• **Point labeling items**
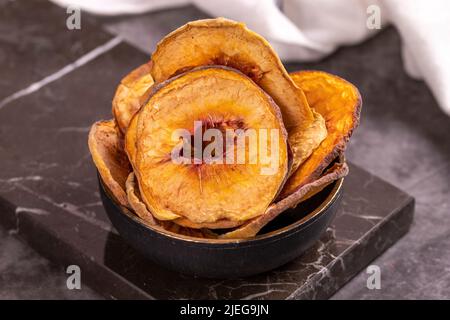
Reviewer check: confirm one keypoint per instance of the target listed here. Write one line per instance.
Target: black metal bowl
(282, 240)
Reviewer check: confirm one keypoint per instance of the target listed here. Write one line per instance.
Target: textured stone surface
(35, 42)
(24, 274)
(403, 137)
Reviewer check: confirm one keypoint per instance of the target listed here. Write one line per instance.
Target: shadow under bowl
(282, 240)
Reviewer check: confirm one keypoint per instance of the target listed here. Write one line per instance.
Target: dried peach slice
(225, 42)
(130, 94)
(252, 227)
(130, 139)
(205, 192)
(134, 199)
(109, 158)
(139, 208)
(339, 102)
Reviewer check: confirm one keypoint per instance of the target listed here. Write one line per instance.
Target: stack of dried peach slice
(213, 138)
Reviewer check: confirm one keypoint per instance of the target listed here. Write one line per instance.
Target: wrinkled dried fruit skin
(130, 95)
(139, 208)
(252, 227)
(130, 140)
(339, 102)
(212, 192)
(305, 139)
(134, 199)
(220, 224)
(224, 42)
(111, 161)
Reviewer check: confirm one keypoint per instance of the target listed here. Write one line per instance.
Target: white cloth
(306, 30)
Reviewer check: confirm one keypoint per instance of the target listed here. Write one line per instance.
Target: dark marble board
(49, 196)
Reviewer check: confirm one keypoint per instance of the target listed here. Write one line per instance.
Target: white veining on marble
(68, 207)
(37, 211)
(91, 55)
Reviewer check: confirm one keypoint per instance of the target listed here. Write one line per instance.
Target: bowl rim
(310, 217)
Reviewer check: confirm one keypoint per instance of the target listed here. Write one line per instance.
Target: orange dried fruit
(339, 102)
(225, 42)
(130, 95)
(252, 227)
(111, 161)
(220, 98)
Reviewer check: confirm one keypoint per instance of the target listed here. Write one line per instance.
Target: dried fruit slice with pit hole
(203, 192)
(109, 158)
(225, 42)
(130, 95)
(339, 102)
(252, 227)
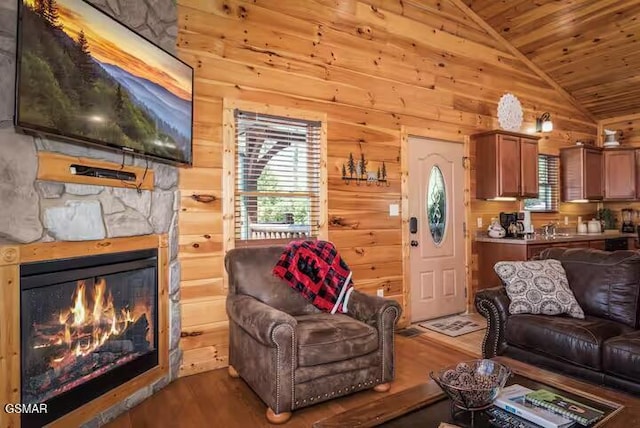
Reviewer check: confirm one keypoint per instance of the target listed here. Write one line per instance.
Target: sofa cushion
(326, 338)
(621, 356)
(573, 340)
(606, 284)
(538, 287)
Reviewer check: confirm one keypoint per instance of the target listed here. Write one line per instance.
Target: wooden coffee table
(424, 402)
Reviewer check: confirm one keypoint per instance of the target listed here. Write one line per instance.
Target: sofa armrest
(258, 319)
(381, 314)
(493, 304)
(370, 309)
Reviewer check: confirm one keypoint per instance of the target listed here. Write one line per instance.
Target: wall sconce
(543, 123)
(357, 171)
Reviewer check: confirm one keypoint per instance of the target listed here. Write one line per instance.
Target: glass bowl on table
(472, 385)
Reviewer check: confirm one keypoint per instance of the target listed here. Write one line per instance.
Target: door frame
(405, 133)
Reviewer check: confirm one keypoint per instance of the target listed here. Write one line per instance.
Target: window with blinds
(548, 187)
(277, 193)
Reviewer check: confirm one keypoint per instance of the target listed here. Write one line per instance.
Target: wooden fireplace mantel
(11, 257)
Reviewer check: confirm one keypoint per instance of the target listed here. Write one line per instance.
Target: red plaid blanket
(317, 271)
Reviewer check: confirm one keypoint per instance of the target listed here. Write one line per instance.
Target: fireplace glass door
(87, 326)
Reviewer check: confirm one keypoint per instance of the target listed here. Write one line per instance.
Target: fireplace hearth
(88, 325)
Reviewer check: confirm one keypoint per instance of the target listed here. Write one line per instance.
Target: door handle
(413, 225)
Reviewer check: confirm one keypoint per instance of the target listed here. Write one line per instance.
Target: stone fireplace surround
(45, 211)
(126, 395)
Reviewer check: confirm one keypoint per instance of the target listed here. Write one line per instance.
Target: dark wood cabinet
(528, 168)
(619, 174)
(581, 174)
(506, 165)
(637, 174)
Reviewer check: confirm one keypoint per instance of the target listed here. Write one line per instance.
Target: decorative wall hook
(207, 199)
(357, 171)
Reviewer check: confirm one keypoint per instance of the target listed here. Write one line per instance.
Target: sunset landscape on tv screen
(84, 76)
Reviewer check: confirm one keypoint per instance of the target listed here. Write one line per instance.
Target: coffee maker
(627, 221)
(508, 219)
(524, 222)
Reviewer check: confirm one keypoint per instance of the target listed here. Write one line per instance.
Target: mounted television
(84, 77)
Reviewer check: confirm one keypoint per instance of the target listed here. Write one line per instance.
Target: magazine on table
(512, 399)
(571, 409)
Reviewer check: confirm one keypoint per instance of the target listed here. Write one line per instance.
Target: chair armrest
(370, 309)
(382, 314)
(258, 319)
(493, 304)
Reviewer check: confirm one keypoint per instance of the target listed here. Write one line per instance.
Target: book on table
(567, 407)
(512, 399)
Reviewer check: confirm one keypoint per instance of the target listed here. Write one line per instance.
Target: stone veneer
(33, 210)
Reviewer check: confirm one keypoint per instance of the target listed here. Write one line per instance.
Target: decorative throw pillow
(538, 287)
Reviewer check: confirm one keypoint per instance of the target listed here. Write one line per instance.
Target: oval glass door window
(436, 205)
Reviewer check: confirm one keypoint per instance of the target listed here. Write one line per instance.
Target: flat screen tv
(85, 77)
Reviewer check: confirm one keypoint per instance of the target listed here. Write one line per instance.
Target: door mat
(409, 332)
(455, 325)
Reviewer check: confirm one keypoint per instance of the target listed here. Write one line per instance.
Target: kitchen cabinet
(619, 174)
(506, 165)
(581, 174)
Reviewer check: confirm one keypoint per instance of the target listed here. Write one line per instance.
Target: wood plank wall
(628, 128)
(372, 66)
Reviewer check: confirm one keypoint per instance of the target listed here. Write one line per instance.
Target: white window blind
(277, 193)
(548, 185)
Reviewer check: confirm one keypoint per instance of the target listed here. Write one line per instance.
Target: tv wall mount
(92, 171)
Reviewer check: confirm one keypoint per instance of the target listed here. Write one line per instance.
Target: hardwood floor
(216, 400)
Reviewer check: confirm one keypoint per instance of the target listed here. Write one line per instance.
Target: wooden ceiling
(589, 47)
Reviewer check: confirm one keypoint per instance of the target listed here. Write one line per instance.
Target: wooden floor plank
(214, 399)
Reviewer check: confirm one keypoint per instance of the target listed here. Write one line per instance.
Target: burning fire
(85, 328)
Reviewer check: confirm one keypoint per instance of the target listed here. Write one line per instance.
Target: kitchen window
(548, 186)
(278, 164)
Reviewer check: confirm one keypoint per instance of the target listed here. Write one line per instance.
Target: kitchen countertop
(560, 237)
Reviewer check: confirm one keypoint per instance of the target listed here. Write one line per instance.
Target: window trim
(229, 167)
(540, 185)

• **Work to be completed**
Please tally the lines of the items above that contain the word "window", and give only that number.

• **Response**
5